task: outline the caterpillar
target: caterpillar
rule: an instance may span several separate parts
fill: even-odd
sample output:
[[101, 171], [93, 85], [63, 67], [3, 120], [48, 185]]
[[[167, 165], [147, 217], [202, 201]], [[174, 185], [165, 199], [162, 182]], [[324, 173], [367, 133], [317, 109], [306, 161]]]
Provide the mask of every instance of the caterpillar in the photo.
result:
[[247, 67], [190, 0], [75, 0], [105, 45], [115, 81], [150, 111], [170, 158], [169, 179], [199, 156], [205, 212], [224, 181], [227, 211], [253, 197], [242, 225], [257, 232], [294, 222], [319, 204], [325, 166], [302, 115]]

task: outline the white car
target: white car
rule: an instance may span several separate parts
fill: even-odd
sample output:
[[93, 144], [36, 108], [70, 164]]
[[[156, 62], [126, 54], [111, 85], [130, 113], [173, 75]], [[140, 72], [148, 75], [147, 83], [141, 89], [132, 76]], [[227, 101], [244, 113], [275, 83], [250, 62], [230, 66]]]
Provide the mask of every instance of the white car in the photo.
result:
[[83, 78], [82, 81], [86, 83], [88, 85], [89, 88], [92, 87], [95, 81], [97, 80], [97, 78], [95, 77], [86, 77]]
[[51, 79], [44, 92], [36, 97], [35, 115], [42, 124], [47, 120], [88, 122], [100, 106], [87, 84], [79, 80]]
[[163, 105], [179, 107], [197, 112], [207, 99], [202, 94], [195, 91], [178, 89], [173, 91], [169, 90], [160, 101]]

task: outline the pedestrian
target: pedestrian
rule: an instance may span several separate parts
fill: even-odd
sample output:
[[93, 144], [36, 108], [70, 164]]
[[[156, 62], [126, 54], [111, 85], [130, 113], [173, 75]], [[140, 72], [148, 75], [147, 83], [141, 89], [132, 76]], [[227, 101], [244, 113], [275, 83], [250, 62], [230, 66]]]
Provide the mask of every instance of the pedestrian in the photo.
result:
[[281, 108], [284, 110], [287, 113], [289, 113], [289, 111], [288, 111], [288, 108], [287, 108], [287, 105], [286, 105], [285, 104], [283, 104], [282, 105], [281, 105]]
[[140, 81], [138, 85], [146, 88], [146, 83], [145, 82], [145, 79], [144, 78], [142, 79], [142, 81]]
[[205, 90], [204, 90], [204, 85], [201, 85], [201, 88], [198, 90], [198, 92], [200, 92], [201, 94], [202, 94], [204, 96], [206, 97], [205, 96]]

> Set problem
Reproduce all of the entries above verbatim, line for line, with nothing added or changed.

> Answer for this exercise
task: outline the caterpillar
target: caterpillar
rule: an instance may span several separate parts
fill: even-odd
sample output:
[[101, 171], [93, 85], [63, 67], [3, 120], [48, 185]]
[[[167, 165], [147, 217], [202, 201]], [[174, 185], [165, 199], [162, 182]], [[324, 173], [367, 133], [317, 109], [306, 161]]]
Provide the mask of every instance of the caterpillar in the photo.
result:
[[247, 67], [190, 0], [75, 0], [105, 45], [115, 81], [150, 111], [170, 158], [169, 179], [199, 156], [205, 212], [224, 181], [227, 211], [253, 197], [242, 225], [257, 232], [294, 222], [319, 204], [325, 166], [302, 115]]

task: outline the white car
target: white car
rule: an instance may span several separate parts
fill: even-odd
sample output:
[[93, 144], [36, 108], [70, 164]]
[[[156, 62], [126, 54], [111, 85], [130, 113], [173, 75]], [[140, 72], [148, 75], [147, 83], [141, 89], [132, 76]], [[227, 101], [244, 113], [275, 83], [250, 62], [230, 66]]]
Provide the mask of every instance of the white car in the photo.
result:
[[83, 78], [82, 81], [86, 83], [88, 85], [89, 88], [92, 87], [95, 81], [97, 80], [97, 78], [95, 77], [86, 77]]
[[51, 79], [44, 92], [36, 97], [35, 115], [42, 124], [47, 120], [88, 122], [100, 106], [87, 84], [79, 80]]
[[163, 105], [179, 107], [197, 112], [207, 99], [202, 94], [195, 91], [178, 89], [173, 91], [169, 90], [160, 101]]

task: outline the pedestrian
target: pedestrian
rule: an instance may span several separate parts
fill: even-odd
sample output:
[[93, 144], [36, 108], [70, 164]]
[[[156, 62], [126, 54], [111, 85], [130, 113], [173, 75]], [[140, 72], [148, 75], [147, 83], [141, 89], [132, 76]], [[227, 101], [244, 113], [275, 83], [250, 62], [230, 66]]]
Provide the mask of every instance of the pedestrian in the photo.
result:
[[281, 108], [284, 110], [287, 113], [289, 113], [289, 111], [288, 111], [288, 108], [287, 108], [287, 105], [286, 105], [285, 104], [283, 104], [282, 105], [281, 105]]
[[140, 81], [138, 85], [146, 88], [146, 83], [145, 82], [145, 79], [144, 78], [142, 79], [142, 81]]
[[205, 90], [204, 90], [204, 85], [201, 85], [201, 88], [198, 90], [198, 92], [200, 92], [201, 94], [202, 94], [204, 96], [206, 97], [205, 96]]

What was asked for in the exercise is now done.